* [EXERCISE DESCRIPTION]: List every committee or sub-committee that the following text on Westminster's treatment of the Scottish Government mentions by name.

* [PASSAGE PROVIDED]:
* * * * *

The Scottish Government used to be merely patronised by Westminster. Now it is ignored from a great height. The mechanisms set up post-devolution supposedly to encourage co-operation and consultation are a thoroughly unfunny joke. The Joint Ministerial Committee was born to facilitate discussion and liaison. It was supposed to meet monthly – it never has. It was supposed to be chaired by the PM – it isn’t. You may be surprised to learn that one of its very few sub-committees – the EU negotiations sub-committee – came into being specifically to discuss the UK’s Brexit strategy. Its objective was to “agree a UK approach to, and objectives for, Article 50 negotiations”. What you might call, say, a four nations strategy.

Not only has that objective never been fulfilled in the smallest degree, but ministers from the devolved administrations have been locked out of every meaningful decision-making process. To be clear: an outcome the Scottish electorate rejected by a massive majority was actively sought and driven forward by a Tory administration the Scottish electorate rejected by a massive majority. Anyone who thinks this resembles democracy should seek urgent optical advice. And it’s not just a No-Deal Brexit, catastrophic enough as that would be. (It is not unreasonable to question the sanity level of an administration which, finding itself in the deepest of economic holes, calls for more spades.)

At every level and on every issue, Scotland finds itself in an ante room when anything of moment is under discussion. The Sage committee, over whose wisdom questions are now being posed, was open to devolved governments’ “attendance” only by pre-meeting written interventions.

I have no doubt many in the Scottish Government rue the day they followed the UK Government’s Covid timetable in March but at least, unlike their Westminster counterparts, they have had the grace to acknowledge there have been errors of judgment along the way as everyone tried to negotiate the steepest of new learning curves.

The subsequent instigation of a Scottish scientific advisory panel allowed a more accessible perspective. It’s instructive too, that a previous chief scientific adviser to a UK Government felt moved to set up a parallel advice forum.

Nobody has a monopoly of wisdom in this strange new world, but it helps if you can participate in honest debate rather than be handed pre-inscribed tablets of stone.

The only forum where there might have been an opportunity for face to face conversation is the Cobra committee which meets in times of emergency and should be chaired by the Prime Minister. It last met more than a month ago.

If Boris Johnson doesn’t think this is an actual emergency, you have to ponder what level of national disaster would qualify. Then again we know that when the Covid solid matter first hit the fan, the PM managed to miss five Cobras on the trot.

Jeane Freeman, the Scottish Health Secretary, wondered aloud at the Scottish Affairs committee last week why Cobra had been apparently sidelined. She noted that over the whole piece she had had one solitary evening meeting with the Secretary of State for Scotland.

* * * * *

* [DATA SECTION]:
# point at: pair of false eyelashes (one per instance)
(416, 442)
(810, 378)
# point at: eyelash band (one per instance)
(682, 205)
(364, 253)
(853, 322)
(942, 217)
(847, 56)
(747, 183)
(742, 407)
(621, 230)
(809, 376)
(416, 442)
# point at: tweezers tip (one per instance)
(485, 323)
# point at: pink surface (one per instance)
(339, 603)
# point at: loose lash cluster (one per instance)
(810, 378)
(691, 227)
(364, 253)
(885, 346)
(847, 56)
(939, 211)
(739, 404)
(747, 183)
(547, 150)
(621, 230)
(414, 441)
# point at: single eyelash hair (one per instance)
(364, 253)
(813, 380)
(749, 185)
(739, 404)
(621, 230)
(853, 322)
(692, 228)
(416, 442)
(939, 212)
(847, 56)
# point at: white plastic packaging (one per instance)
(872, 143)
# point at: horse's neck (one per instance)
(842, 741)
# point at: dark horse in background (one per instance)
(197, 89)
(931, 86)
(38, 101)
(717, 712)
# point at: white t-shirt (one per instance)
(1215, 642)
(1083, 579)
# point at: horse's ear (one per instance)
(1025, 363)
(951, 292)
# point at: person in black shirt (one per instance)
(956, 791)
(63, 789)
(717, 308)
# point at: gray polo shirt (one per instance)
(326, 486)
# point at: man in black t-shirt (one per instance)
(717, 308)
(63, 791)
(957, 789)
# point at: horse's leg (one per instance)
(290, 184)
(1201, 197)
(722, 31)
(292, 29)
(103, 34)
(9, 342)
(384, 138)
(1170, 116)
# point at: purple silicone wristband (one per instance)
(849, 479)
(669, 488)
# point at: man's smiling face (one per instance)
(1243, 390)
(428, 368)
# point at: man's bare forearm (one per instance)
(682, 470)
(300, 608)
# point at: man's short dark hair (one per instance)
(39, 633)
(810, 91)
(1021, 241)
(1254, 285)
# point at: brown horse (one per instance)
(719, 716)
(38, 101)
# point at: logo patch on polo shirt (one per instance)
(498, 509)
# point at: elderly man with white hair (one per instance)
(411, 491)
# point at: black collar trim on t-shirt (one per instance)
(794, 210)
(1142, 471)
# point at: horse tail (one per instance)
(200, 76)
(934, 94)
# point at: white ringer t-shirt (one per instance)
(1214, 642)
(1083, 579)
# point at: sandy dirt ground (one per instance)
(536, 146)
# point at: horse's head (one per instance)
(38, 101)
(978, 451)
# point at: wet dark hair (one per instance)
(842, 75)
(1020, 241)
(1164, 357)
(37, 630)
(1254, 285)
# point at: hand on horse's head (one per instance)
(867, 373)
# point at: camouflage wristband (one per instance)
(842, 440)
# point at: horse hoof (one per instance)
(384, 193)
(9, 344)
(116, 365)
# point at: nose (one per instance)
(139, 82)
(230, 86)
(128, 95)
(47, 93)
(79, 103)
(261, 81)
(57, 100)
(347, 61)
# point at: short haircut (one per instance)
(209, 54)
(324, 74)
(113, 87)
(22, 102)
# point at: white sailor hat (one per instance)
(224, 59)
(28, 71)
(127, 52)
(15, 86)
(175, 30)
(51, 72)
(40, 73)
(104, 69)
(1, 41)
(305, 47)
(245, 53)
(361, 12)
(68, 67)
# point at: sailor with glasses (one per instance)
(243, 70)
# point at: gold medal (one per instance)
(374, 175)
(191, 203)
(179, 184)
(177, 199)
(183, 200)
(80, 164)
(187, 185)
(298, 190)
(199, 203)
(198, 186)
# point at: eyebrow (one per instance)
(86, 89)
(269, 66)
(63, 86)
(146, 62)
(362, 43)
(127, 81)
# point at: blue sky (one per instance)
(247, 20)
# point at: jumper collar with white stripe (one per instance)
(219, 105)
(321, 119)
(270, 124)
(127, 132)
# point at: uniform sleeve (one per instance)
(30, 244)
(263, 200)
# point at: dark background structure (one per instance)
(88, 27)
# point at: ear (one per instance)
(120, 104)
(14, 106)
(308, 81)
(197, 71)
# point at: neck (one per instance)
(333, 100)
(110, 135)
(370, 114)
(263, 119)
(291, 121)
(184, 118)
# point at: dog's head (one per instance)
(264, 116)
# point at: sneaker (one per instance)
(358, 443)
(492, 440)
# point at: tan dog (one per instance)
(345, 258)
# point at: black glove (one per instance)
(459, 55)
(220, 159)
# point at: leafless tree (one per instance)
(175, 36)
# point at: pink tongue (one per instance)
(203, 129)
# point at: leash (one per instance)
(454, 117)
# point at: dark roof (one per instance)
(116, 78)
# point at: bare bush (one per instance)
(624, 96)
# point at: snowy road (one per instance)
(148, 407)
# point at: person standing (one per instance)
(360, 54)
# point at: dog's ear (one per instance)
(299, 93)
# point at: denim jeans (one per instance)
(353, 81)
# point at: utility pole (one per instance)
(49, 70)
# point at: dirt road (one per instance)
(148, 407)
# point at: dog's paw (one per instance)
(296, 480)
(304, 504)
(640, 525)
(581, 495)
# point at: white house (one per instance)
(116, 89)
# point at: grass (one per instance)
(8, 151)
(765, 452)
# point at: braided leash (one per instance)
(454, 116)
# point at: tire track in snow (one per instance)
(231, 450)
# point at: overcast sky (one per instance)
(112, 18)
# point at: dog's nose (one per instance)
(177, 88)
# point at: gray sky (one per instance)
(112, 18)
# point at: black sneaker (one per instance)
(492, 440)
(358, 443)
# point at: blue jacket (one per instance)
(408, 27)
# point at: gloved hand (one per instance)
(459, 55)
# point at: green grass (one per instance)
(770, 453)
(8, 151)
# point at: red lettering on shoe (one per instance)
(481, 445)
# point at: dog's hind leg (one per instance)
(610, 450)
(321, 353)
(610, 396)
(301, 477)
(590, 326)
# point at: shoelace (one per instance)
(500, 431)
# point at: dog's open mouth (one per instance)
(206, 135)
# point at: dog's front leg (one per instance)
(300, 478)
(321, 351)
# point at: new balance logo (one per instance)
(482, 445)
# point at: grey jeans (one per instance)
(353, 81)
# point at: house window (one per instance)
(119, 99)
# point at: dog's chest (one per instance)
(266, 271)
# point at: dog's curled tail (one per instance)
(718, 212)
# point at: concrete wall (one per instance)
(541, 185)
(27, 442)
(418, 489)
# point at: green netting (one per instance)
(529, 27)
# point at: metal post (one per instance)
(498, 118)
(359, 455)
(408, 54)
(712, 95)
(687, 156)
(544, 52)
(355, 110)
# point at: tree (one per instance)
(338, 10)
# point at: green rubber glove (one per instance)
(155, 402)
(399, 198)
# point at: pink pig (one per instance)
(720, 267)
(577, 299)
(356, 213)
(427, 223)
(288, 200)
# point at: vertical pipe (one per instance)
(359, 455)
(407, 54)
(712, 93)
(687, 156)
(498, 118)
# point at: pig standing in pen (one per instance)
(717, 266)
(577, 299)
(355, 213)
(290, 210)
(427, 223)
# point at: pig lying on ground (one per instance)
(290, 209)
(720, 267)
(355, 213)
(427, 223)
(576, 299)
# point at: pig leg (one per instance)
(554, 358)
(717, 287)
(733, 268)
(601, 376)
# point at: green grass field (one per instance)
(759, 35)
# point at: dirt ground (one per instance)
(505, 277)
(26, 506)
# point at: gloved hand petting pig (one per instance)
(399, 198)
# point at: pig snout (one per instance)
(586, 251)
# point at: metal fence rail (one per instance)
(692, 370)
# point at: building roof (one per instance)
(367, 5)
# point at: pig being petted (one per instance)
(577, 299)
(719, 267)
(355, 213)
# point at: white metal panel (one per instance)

* * * * *

* [WRITTEN RESPONSE]:
- Joint Ministerial Committee
- EU negotiations sub-committee
- Sage committee
- Cobra committee
- Scottish Affairs committee